== DATA PROVIDED ==

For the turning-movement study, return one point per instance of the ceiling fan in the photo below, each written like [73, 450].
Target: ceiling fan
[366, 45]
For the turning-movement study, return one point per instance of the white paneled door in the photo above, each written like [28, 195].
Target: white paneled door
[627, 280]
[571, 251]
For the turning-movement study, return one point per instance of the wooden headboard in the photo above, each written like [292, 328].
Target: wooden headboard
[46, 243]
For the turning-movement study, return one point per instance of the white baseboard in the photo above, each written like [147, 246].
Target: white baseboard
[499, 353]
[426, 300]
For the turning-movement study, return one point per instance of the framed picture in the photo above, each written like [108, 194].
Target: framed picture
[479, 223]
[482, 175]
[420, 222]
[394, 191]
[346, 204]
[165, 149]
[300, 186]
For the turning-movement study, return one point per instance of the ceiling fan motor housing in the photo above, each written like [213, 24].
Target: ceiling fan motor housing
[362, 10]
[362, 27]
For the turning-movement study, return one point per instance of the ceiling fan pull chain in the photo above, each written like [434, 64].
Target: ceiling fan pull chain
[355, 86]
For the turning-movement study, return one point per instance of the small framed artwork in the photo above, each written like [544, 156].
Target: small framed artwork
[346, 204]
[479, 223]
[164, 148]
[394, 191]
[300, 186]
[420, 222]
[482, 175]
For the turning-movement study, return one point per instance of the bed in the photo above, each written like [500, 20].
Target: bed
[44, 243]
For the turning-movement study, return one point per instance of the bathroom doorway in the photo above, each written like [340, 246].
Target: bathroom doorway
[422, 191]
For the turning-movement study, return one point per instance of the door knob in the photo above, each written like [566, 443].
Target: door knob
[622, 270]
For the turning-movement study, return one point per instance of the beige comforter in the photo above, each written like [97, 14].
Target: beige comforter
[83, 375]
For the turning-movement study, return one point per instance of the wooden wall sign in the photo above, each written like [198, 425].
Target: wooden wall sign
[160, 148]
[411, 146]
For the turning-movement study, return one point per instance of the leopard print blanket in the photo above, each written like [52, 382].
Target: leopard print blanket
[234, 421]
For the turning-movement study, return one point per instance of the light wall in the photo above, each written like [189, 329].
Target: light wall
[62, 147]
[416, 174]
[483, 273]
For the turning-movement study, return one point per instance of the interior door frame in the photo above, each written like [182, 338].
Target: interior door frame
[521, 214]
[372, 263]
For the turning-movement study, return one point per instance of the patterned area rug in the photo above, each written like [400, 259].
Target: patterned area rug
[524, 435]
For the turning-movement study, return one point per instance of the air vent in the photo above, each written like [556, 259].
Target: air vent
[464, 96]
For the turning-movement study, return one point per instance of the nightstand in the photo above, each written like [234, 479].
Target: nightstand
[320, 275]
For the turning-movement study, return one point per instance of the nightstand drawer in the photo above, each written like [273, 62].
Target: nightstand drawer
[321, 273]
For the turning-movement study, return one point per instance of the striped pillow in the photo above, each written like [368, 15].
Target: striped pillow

== TASK TO COMPLETE ==
Of the lines above, count those containing the word "striped", and give the number by itself.

== YOUR RESPONSE ==
2